I feel like i'm missing something but...

List<QCircle> circleObjects = new List<QCircle>();

and

List<QSquare> squareObjects = new List<QSquare>();

will work perfectly well.

EDIT:

Ah, I didn't understand what was being asked.

Yes, as your QCircle and QSquare classes inherit from QShape, you can just do.

List<QShape> shapes= new List<QShape>();

It's worth noting that if you want to access the radius property of all the QCircle's in that list, then you are going to have to filter the list based on type.

3
  • 1
    The OP wants one List<T> which will include both. Therefore, it would be List<QShape>.
    – Inisheer
    Jul 6, 2012 at 1:10
  • Yeah, that will work but he wants ONE list to hold any type of QShape, QCircle, and QSquare.
    – Pete
    Jul 6, 2012 at 1:10
  • I should have been clearer, but I'm wanting a single list if possible.
    – Djentleman
    Jul 6, 2012 at 1:10
1

You can use Ian Mercer's comment List<QShape>

And here's how you would fill it:

List<QShape> shapes = new List<QShape>();
QCircle circle = new QCircle(); 

shapes.Add(circle);

To unbox it:

QCircle circle = (QCircle) shapes[0];

If you need to call a method off the base class, no need to unbox, just use it.

- - - - -

§ What you should do
Write what comes next in the forum thread about keeping QCircle and QSquare objects in a single List<QShape>, starting after its last sentence.

§ Given information

- - - - -

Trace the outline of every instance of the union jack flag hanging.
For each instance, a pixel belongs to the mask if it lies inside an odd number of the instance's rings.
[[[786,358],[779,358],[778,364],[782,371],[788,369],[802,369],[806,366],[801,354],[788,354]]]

- - - - -

§ Result
1
  • Good answer, very simple and yet informative. Joel's answer is similar but a bit more detailed, but thanks nonetheless!
    – Djentleman
    Jul 6, 2012 at 1:48
-1

Storing

You're already on the right track with your class definitions. What you have to do is make a List of the superclass (in this case, QShape), which will be able to hold all of your shapes.

Here's an example of how you would make it:

List<QShape> objects = new List<QShape>();

objects.add(new QCircle(...));
objects.add(new QSquare(...));

Accessing

The problem here is differentiating what is what once everything is in the list. That's done with the getType() and typeof() methods of C#. (Jon Skeet has an excellent answer about how to do this). Basically, it looks like this:

if(objects.get(some_position).getType() == typeof(QCircle))
  QCircle circle = objects.get(some_position);
else if(/* like above with QSquare */)
  QSquare square = objects.get(some_position);

After you do this, you can resume using your objects like normal. But if you try accessing them from the list, you can only use the methods and variables that QShape has, as every object put in the list will be cast to it.

3
  • WTF is objects.get().getType() ?? And why not just shorten it to if(myObject is MyType) Jul 6, 2012 at 1:24
  • While some of your syntax may appear to be off, I understand what you were saying, so thanks!
    – Djentleman
    Jul 6, 2012 at 1:50
  • @ChrisGessler testing an object's type for equality with a known type is not the same as the is operator (and 99% of the time the programmer wanted the behavior of the is operator, anyway, so the type equality check is usually a bug).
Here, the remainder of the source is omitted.